Goal of the exercise: All of the entries need to be set down exactly as they read.

(Dataset excerpts)
──────────
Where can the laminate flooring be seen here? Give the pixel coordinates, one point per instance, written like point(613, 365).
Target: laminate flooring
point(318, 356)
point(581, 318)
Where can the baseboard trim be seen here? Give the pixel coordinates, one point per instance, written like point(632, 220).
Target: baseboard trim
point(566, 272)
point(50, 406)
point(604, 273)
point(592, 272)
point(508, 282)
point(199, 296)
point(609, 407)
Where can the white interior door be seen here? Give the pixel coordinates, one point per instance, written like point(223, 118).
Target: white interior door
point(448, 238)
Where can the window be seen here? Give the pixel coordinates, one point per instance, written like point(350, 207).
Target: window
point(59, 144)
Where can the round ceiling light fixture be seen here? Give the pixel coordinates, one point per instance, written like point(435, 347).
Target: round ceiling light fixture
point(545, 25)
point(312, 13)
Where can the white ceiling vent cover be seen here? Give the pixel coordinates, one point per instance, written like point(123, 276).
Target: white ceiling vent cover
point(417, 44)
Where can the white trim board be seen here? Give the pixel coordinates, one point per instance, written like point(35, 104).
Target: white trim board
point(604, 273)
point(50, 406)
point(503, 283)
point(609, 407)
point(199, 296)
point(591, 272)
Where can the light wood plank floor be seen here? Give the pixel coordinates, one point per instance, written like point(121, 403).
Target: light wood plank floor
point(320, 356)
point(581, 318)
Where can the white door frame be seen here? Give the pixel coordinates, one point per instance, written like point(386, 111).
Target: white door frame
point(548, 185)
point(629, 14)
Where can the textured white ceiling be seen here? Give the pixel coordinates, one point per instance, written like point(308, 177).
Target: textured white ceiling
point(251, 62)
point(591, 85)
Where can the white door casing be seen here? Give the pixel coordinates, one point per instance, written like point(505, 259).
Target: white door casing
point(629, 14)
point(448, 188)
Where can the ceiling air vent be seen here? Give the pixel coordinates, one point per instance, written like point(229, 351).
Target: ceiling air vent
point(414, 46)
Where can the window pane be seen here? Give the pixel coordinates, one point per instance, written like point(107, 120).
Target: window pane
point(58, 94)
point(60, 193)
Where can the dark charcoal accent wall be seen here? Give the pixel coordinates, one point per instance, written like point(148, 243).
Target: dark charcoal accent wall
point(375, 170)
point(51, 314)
──────────
Solution for this task:
Where can the laminate flooring be seen here? Give the pixel coordinates, one point per instance, written like point(613, 365).
Target: laminate flooring
point(318, 356)
point(581, 318)
Where can the baseboard trim be seen here? Give the pixel coordinates, one point per instance, written like point(632, 220).
Target: baseboard trim
point(566, 272)
point(50, 406)
point(604, 273)
point(592, 272)
point(508, 282)
point(199, 296)
point(609, 407)
Where can the white interior door be seen here? Give the pixel coordinates, one point per instance, written like point(223, 118).
Target: white interior door
point(448, 238)
Where can the window be seen here? Give the pixel coordinates, one point per instance, written like point(350, 207).
Target: window
point(59, 144)
Where can the round ceiling light fixture be seen here? Give the pixel coordinates, one point per instance, written like point(435, 347).
Target: round ceiling light fixture
point(545, 25)
point(312, 13)
Where can the white ceiling vent cover be seen here? Give the pixel coordinates, one point per instance, written like point(123, 276).
Target: white ceiling vent cover
point(417, 44)
Where can the white trim board be seen here? Give the pixel coordinates, one point per instance, written like point(35, 104).
Target: white trim board
point(604, 273)
point(50, 406)
point(503, 283)
point(609, 407)
point(199, 296)
point(591, 272)
Where can the light wood plank floor be seen here? Give the pixel coordinates, one point per instance, written like point(121, 403).
Target: light wood plank floor
point(320, 356)
point(581, 318)
Where can the white door frame be seen here? Give the pixel coordinates, one point per instance, written like point(386, 111).
Target: white door frame
point(548, 185)
point(629, 14)
Where can the textured white ceiling be seen here? Give the pixel coordinates, one point per instance, written like point(308, 177).
Target: textured white ceiling
point(251, 62)
point(591, 85)
Where can the white door casing be seen here? Give the pixel coordinates, one point per instance, written like point(505, 259).
Target: white door casing
point(629, 14)
point(448, 188)
Where can the ceiling air vent be seen here? Give the pixel coordinates, one point per instance, written like point(229, 351).
Target: ceiling air vent
point(414, 46)
Where can the window pane be seen here? Give the pixel coordinates, one point per instance, written like point(107, 120).
Target: window pane
point(58, 94)
point(60, 193)
Where can the dark charcoal accent wall be seen here? Give the pixel coordinates, one point per instance, written like point(148, 243).
Target: dark charcoal accent wall
point(375, 170)
point(51, 314)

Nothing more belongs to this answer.